**EXTRACT:**
After Malkiel returned to Princeton, he left the Princo board. Shapiro was eager that someone with a similar perspective replace him so that the directors would continue to debate the issue. That man was John C. "Jack" Bogle '51, who built Vanguard Group, the second-largest mutual fund company (after Fidelity) and the biggest purveyor of index funds. Bogle made sure the Princo board stayed on its toes, says Fisher. "Jack's been extremely valuable. He keeps apologizing to me for being annoying, and I keep saying, 'Jack, for God's sake, the last thing we want is for everyone to agree.' You know you're in trouble if everyone agrees." So far, the evidence supports those who believe Princeton can beat the market. The managers who invest in U.S. equities have outperformed the S&P 500 for the past three, five, and 10 years.

**EXTRACTED DATA:**
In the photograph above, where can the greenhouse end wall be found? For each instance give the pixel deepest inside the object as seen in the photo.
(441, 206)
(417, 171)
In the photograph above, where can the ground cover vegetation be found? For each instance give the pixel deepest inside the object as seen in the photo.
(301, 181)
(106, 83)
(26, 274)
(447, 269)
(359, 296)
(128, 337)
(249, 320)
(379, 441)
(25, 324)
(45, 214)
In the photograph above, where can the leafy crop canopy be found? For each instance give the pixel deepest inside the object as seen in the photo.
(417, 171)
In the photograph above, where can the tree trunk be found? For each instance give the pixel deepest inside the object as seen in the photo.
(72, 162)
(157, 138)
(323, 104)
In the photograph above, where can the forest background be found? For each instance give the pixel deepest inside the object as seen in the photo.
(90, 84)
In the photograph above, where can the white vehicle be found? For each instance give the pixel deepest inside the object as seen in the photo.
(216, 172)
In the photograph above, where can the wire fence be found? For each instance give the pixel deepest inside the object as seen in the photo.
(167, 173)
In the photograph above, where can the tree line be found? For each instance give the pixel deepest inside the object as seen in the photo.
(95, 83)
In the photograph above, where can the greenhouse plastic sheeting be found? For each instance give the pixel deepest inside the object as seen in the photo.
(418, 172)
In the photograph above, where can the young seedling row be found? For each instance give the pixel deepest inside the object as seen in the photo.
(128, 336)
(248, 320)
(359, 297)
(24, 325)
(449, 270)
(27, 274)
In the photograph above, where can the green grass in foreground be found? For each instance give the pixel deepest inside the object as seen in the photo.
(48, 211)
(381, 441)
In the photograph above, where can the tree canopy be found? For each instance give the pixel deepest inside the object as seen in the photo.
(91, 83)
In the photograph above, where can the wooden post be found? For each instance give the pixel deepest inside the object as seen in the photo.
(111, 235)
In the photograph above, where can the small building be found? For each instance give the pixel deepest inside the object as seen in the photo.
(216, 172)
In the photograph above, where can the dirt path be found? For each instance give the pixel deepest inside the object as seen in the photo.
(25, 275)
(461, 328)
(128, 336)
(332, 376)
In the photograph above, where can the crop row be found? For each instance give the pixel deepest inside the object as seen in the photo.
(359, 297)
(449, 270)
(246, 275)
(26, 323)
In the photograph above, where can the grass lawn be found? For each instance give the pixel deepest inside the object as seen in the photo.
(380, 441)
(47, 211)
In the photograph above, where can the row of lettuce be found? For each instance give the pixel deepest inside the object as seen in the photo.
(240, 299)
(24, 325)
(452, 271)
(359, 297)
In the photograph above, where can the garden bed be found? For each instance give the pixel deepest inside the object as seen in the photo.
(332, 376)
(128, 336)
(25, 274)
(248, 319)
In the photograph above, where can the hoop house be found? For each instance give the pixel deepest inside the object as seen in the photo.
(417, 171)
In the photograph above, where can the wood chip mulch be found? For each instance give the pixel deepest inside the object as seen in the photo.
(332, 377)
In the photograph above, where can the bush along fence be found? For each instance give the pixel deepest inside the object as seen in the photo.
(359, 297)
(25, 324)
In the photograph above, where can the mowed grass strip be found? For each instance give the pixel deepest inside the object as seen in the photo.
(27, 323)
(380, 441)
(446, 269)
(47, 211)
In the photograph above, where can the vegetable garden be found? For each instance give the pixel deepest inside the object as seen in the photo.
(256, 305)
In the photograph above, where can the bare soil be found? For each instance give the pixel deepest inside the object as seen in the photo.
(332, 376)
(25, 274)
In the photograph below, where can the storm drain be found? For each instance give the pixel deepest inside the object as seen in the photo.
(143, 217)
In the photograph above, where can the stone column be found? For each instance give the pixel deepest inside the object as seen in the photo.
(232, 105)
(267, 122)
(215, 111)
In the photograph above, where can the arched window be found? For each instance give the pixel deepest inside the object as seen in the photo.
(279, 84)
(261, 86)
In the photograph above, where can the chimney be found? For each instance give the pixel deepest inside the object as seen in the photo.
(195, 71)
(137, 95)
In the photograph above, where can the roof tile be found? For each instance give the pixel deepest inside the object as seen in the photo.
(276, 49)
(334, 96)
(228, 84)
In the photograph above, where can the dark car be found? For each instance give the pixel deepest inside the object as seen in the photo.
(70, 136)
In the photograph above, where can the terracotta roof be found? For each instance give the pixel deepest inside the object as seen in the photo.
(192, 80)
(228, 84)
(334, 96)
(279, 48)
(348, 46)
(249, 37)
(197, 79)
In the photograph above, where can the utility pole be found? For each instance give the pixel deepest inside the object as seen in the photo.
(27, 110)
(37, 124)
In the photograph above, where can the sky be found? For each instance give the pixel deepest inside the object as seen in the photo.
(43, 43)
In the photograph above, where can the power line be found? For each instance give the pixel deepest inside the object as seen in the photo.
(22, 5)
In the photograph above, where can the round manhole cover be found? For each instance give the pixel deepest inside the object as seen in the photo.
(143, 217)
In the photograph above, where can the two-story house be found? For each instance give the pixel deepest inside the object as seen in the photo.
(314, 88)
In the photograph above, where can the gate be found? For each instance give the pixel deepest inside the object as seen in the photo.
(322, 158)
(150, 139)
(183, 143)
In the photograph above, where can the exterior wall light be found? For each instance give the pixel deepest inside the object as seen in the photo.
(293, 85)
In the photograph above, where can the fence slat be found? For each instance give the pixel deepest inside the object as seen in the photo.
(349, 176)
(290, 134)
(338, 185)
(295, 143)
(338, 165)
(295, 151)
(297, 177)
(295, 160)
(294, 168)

**COMPLETE THE FOLLOWING:**
A: Can you sum up the passage about the Princo board in two sentences?
B: Please answer these questions about the passage on the Princo board, one line each:
(i) Which company did Bogle build?
(ii) Which mutual fund company is larger than Bogle's?
(iii) Over which periods have the U.S. equity managers outperformed the S&P 500?
C: Carry on the passage about the Princo board from its last sentence.
The items have no connection to the passage about the Princo board.

**ANSWERS:**
A: When Malkiel left the Princo board, Shapiro wanted someone with a similar view to replace him so the directors would keep debating, and that person was Jack Bogle, who built Vanguard Group. Fisher says Bogle has kept the board on its toes, and so far Princeton's managers investing in U.S. equities have beaten the S&P 500 over the past three, five, and 10 years.

B:
(i) Vanguard Group
(ii) Fidelity
(iii) The past three, five, and 10 years

C:
The second tenet Fisher put forth has proved dead wrong-so far. He thought that double-digit investment returns would be much harder to achieve in the nineties than they were in the high-flying eighties. The corollary was that Princeton would have to indulge in new (some say esoteric) strategies like hedging and derivatives to keep returns bubbling. As it happened, however, "plain vanilla" securities, good old U.S. stocks and bonds, did just fine over this decade's first six years. In their miscalculation Fisher and friends had plenty of company. The Yale and Harvard portfolios have underperformed the domestic stock and bond markets lately for the same reason Princeton's has. Much of their money is invested overseas or in other areas that have missed the spectacular performance of U.S. equities. The recent fireworks in American stocks simply strengthen Fisher's conviction that the rest of the nineties will have as much zip as week-old porridge. "I'd be willing to bet that the U.S. stock market for the next five years will underperform long-term returns," he says. Whether that's sagacity or stubbornness talking is impossible to know.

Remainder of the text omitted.